> [TO BE DONE]:
Please count the lines below that contain the word "distant" and reply with that number alone.
╭─ DATASET ROWS
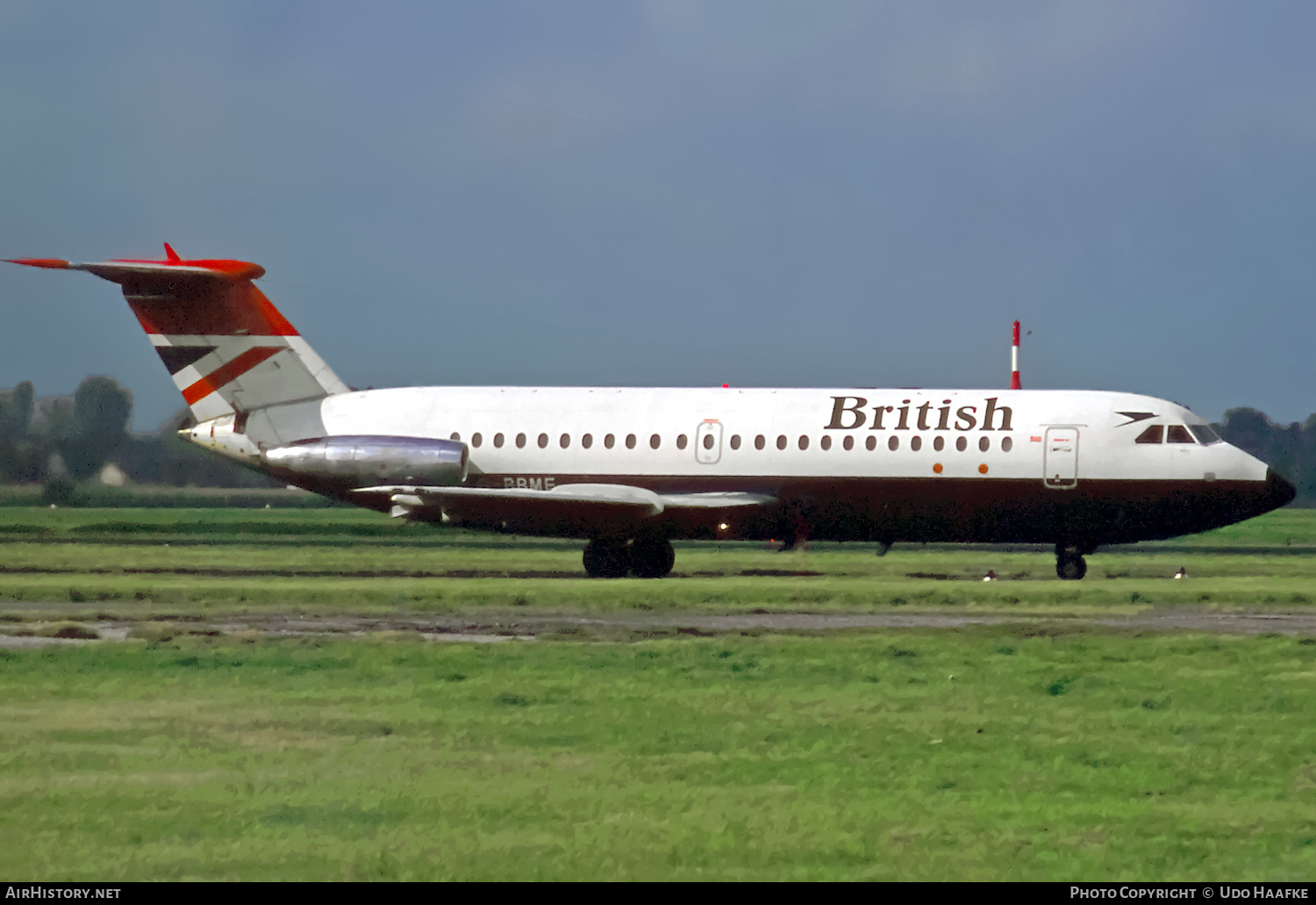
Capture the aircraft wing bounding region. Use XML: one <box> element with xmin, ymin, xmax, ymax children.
╰─
╭─ DATASET ROWS
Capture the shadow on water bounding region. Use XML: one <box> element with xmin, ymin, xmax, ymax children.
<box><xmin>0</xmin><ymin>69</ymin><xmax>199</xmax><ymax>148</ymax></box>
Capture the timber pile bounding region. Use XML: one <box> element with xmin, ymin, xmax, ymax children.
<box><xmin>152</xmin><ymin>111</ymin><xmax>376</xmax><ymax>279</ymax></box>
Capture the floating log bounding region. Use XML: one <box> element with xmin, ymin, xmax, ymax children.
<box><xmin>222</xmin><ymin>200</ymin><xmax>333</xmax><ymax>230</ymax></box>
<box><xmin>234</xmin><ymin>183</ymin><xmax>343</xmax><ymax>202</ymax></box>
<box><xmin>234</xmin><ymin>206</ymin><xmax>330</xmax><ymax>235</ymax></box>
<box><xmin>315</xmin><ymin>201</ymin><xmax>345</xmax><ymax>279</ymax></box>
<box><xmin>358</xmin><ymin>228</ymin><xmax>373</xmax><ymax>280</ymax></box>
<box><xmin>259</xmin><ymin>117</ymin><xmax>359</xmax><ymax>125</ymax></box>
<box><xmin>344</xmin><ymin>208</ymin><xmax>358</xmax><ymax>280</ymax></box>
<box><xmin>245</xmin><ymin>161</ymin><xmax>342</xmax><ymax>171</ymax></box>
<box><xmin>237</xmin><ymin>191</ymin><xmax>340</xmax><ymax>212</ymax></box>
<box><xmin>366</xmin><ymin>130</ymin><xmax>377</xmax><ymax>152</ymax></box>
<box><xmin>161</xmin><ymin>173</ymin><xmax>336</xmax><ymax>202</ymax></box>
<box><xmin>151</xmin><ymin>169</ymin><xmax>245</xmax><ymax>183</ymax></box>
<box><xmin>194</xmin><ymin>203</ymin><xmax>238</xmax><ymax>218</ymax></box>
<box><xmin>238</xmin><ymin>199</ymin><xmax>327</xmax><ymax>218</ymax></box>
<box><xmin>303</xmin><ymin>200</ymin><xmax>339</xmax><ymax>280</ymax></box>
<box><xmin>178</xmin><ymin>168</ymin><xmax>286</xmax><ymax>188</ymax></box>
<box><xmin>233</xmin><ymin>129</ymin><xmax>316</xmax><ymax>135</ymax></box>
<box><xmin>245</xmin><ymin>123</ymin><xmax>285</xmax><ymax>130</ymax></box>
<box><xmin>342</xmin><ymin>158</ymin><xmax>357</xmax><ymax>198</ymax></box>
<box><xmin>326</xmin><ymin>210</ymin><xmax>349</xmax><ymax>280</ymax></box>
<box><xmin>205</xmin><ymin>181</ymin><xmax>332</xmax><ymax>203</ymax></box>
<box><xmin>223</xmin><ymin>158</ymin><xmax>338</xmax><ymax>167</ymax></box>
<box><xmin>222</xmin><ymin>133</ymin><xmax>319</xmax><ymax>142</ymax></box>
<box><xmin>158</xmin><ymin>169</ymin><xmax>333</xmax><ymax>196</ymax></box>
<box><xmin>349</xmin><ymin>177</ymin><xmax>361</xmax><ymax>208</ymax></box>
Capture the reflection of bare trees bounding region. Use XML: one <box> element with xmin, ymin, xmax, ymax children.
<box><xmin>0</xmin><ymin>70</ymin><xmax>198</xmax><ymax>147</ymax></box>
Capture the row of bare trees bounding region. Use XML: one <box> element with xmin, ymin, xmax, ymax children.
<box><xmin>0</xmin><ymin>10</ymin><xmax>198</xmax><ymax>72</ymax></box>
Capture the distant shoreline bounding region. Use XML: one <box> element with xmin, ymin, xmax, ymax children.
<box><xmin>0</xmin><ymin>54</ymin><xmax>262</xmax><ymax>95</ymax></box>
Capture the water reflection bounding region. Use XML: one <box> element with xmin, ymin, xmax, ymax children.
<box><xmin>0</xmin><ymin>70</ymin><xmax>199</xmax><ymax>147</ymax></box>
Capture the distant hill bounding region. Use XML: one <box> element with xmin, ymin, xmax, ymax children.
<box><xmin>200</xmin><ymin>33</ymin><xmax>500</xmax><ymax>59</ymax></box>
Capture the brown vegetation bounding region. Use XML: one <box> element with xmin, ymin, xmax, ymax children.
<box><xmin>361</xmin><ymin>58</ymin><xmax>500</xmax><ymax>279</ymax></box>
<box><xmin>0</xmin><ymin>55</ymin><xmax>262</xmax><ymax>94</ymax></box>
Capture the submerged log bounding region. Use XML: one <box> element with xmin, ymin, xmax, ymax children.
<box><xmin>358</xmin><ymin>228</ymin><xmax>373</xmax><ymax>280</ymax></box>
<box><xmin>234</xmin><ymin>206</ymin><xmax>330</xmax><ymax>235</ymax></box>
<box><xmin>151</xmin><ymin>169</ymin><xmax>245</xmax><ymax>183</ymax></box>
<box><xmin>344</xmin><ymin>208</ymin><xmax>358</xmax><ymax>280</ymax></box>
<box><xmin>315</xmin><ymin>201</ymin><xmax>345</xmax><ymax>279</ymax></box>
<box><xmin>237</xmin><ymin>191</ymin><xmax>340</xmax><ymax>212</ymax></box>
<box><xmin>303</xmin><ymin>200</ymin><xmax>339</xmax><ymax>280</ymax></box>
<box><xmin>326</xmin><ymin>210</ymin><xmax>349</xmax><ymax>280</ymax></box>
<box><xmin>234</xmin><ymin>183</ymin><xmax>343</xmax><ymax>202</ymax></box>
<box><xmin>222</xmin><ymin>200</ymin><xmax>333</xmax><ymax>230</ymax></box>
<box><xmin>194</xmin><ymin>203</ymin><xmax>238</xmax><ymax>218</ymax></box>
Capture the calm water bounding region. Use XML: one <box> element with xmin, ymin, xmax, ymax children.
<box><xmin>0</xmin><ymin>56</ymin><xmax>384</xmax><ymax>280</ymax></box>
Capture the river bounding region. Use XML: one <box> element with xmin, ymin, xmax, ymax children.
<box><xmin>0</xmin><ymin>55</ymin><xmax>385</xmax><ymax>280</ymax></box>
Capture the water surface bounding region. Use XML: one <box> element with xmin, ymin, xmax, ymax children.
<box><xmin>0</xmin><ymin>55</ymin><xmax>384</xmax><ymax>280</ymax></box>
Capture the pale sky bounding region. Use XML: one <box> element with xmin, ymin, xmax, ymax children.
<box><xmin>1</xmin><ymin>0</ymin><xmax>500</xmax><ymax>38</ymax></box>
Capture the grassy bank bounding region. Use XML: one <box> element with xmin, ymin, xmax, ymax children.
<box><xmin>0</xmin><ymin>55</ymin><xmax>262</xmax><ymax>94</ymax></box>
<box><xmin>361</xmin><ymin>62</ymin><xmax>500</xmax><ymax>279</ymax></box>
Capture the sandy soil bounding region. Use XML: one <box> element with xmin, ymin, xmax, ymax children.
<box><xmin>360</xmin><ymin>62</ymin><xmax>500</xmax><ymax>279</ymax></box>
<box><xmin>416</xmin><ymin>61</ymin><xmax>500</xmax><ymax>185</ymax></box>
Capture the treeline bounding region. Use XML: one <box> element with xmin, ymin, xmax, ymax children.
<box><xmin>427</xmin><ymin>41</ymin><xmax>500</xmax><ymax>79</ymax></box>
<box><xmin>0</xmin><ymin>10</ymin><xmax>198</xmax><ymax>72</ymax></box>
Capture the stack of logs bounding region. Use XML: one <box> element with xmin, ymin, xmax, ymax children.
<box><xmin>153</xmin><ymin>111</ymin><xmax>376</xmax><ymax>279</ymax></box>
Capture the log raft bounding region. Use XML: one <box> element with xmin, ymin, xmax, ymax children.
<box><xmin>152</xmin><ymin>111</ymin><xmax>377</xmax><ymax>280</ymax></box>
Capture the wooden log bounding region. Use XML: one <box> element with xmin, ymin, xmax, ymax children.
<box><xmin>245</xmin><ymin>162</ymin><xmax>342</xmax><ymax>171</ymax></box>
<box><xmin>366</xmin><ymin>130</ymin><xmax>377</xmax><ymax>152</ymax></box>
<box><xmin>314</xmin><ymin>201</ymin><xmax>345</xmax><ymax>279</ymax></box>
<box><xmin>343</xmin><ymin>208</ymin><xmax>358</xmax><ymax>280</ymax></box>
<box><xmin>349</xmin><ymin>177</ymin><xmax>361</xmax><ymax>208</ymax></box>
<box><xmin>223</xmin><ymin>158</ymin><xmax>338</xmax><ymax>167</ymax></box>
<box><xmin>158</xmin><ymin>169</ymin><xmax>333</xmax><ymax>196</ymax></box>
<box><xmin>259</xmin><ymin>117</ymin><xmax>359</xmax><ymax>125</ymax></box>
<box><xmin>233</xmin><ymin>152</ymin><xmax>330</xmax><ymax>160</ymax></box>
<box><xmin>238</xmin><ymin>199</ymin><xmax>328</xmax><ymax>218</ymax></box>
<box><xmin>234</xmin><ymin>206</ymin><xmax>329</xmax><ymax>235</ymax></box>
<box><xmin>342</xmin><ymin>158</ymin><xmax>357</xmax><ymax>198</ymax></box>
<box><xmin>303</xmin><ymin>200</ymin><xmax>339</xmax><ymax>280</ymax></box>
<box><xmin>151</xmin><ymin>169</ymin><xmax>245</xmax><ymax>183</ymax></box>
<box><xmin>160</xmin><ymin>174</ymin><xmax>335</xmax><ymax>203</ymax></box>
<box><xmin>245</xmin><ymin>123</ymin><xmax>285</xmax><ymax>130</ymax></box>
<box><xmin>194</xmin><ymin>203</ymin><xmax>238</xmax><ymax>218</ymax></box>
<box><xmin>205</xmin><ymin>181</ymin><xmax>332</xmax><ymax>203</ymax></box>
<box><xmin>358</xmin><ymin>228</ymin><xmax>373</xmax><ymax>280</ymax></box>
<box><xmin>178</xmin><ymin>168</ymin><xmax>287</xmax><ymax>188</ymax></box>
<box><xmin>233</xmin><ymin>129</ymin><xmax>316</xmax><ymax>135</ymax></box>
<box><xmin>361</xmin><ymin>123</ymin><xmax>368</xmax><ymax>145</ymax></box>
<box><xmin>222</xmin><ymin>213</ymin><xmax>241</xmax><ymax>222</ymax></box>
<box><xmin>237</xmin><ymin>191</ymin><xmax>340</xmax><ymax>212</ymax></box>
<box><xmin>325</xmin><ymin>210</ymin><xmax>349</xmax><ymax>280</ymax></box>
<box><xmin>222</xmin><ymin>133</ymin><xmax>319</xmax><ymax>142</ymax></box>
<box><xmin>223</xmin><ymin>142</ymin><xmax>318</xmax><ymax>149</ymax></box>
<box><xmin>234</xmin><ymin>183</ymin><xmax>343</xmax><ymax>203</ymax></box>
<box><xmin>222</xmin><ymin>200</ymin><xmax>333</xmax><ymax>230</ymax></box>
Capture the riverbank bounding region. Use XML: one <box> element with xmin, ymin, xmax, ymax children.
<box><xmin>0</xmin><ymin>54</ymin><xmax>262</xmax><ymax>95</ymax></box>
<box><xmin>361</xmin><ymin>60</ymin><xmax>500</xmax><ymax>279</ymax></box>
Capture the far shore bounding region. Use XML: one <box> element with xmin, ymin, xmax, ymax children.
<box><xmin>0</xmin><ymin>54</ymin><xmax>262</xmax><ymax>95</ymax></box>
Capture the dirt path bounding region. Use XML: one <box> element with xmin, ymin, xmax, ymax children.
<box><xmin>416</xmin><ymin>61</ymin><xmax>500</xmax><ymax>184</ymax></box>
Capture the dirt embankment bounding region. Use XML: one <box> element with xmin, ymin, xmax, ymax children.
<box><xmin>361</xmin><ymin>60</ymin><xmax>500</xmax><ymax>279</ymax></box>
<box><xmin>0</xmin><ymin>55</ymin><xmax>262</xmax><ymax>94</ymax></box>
╰─
╭─ DATASET ROWS
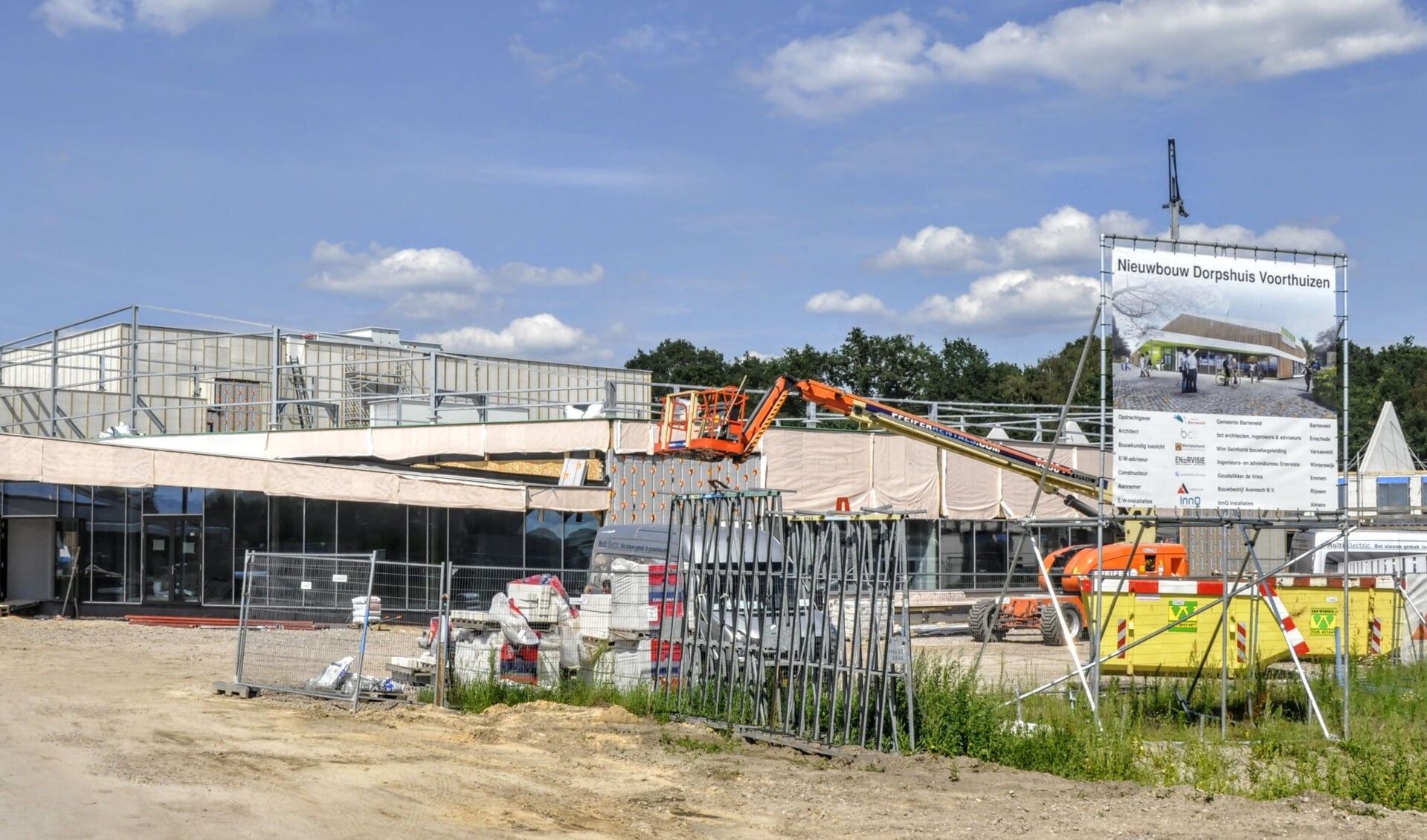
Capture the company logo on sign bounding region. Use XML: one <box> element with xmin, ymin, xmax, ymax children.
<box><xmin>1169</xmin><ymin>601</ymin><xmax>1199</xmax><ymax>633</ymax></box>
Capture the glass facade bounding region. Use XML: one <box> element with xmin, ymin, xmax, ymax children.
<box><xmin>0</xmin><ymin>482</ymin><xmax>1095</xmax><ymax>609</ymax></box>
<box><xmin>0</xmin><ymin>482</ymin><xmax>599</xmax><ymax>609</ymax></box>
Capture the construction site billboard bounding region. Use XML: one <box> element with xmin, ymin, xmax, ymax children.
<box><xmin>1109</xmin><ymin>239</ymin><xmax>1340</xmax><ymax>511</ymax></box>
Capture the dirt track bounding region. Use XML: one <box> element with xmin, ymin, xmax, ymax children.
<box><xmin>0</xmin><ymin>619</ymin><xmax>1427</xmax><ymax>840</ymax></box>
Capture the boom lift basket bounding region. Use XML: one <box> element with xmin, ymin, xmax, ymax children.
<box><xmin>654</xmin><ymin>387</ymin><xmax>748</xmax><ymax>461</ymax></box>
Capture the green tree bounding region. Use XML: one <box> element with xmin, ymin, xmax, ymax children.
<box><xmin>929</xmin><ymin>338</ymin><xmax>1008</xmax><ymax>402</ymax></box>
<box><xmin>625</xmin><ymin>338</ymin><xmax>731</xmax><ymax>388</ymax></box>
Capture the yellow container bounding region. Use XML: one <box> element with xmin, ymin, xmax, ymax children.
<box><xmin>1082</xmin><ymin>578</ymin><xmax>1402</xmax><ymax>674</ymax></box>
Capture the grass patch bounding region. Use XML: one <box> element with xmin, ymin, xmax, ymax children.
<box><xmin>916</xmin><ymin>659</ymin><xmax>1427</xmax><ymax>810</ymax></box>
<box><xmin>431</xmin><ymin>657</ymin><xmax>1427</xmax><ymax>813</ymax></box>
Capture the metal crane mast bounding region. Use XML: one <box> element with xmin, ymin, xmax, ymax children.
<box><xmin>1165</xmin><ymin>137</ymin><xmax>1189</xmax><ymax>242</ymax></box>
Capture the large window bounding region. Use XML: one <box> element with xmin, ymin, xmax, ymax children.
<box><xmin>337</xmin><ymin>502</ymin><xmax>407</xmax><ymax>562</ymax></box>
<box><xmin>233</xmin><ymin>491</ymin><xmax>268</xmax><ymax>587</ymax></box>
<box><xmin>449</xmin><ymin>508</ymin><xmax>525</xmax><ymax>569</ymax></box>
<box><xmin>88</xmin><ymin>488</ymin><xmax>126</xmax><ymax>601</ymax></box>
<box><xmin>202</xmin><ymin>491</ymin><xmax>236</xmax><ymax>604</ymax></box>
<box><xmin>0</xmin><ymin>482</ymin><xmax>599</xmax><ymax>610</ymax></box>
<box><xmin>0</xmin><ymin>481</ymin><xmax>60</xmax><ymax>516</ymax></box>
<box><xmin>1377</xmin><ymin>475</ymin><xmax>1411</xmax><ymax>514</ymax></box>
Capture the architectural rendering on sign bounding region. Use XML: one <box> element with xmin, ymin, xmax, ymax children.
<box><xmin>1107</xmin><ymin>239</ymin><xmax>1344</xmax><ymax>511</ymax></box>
╰─
> [WRITTEN ANSWER]:
2